Source:

UNHCR and its partner, Muslim Aid, are distributing emergency relief items to families who have escaped the city and are sheltering at Amiriyat al-Falluja. The agency will also open two new camps in coming days in Habbaniyah Tourist City, that will able to accommodate 500 newly-displaced families.

Falluja is one of two remaining strongholds held by ISIL, the other being Mosul, Iraq’s country’s second city. For the past few weeks, there has been intensified fighting around Falluja and airstrikes by coalition forces as the Iraqi Security Forces advanced towards the city.

Families that escaped have told UNHCR and its protection partners harrowing tales of their flight, trekking for hours at night, moving across fields and hiding in disused irrigation pipes. Others have lost their lives trying to leave the city, including women and children.

Inside Falluja, there have been reports of a dramatic increase in the number of executions of men and older boys for refusing to fight on behalf of ISIL. Other reports say a number of people attempting to leave have been executed or whipped, and one man’s leg was reportedly amputated.

In addition, many people are reported to have been killed or buried alive under the rubble of their homes in the course of ongoing military operations.

UNHCR has said it is vital that safe routes are opened, allowing civilians access to safety and live-saving assistance.

Problems to work on:
**a)** In the passage on Falluja, rewrite the section from "Falluja is one" up to and including "was reportedly amputated.", substituting "drainage pipes" for "irrigation pipes".
**b)** Copy verbatim, from the listing, the lines from the line with "If you could tag the underside" up to and including the line with "<point>379,319</point>".

Dataset extract:
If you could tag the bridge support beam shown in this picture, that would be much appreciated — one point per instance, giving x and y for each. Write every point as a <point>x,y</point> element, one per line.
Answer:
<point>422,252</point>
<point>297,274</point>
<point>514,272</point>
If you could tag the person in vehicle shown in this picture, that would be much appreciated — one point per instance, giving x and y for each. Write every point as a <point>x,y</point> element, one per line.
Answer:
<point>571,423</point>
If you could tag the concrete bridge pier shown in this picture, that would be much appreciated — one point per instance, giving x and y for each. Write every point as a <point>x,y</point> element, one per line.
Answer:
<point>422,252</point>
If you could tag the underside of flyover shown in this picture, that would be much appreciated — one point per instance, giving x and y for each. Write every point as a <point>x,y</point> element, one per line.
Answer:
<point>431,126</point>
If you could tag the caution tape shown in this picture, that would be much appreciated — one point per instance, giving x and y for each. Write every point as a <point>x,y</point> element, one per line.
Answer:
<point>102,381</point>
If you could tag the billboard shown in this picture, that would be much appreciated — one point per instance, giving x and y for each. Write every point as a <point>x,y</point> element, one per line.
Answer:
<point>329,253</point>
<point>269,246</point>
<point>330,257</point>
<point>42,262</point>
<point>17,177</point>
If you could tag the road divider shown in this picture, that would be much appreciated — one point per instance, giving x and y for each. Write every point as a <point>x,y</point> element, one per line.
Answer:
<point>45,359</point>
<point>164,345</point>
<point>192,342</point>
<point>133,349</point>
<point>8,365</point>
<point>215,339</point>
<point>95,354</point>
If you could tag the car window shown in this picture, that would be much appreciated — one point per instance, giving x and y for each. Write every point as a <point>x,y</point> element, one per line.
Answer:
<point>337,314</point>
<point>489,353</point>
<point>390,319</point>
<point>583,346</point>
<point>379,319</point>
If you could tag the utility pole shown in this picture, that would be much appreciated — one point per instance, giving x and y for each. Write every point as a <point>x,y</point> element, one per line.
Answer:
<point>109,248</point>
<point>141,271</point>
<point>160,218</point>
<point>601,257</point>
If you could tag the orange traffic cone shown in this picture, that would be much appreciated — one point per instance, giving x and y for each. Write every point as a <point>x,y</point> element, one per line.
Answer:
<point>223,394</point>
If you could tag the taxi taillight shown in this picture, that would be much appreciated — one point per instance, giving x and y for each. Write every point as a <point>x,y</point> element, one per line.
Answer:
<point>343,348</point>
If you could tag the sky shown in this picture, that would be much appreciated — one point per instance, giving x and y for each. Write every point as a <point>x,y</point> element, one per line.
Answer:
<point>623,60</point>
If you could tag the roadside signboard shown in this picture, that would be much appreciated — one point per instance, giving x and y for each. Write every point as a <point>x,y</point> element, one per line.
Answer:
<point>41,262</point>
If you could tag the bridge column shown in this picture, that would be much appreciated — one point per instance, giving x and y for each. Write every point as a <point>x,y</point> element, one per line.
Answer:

Written answers:
**a)**
Falluja is one of two remaining strongholds held by ISIL, the other being Mosul, Iraq’s country’s second city. For the past few weeks, there has been intensified fighting around Falluja and airstrikes by coalition forces as the Iraqi Security Forces advanced towards the city.

Families that escaped have told UNHCR and its protection partners harrowing tales of their flight, trekking for hours at night, moving across fields and hiding in disused drainage pipes. Others have lost their lives trying to leave the city, including women and children.

Inside Falluja, there have been reports of a dramatic increase in the number of executions of men and older boys for refusing to fight on behalf of ISIL. Other reports say a number of people attempting to leave have been executed or whipped, and one man’s leg was reportedly amputated.

**b)**
If you could tag the underside of flyover shown in this picture, that would be much appreciated — one point per instance, giving x and y for each. Write every point as a <point>x,y</point> element, one per line.
Answer:
<point>431,126</point>
If you could tag the caution tape shown in this picture, that would be much appreciated — one point per instance, giving x and y for each. Write every point as a <point>x,y</point> element, one per line.
Answer:
<point>102,381</point>
If you could tag the billboard shown in this picture, that would be much appreciated — one point per instance, giving x and y for each. Write every point as a <point>x,y</point> element, one per line.
Answer:
<point>329,253</point>
<point>269,246</point>
<point>330,257</point>
<point>42,262</point>
<point>17,177</point>
If you could tag the road divider shown in this picture, that would be much appreciated — one point per instance, giving x and y for each. Write every point as a <point>x,y</point> element, one per line.
Answer:
<point>45,359</point>
<point>164,345</point>
<point>192,342</point>
<point>133,349</point>
<point>8,365</point>
<point>215,339</point>
<point>95,354</point>
If you could tag the car window shown in this picture, that would be much appreciated — one point per instance, giving x and y for each. Write every point as a <point>x,y</point> element, one per line.
Answer:
<point>337,314</point>
<point>489,353</point>
<point>390,319</point>
<point>583,346</point>
<point>379,319</point>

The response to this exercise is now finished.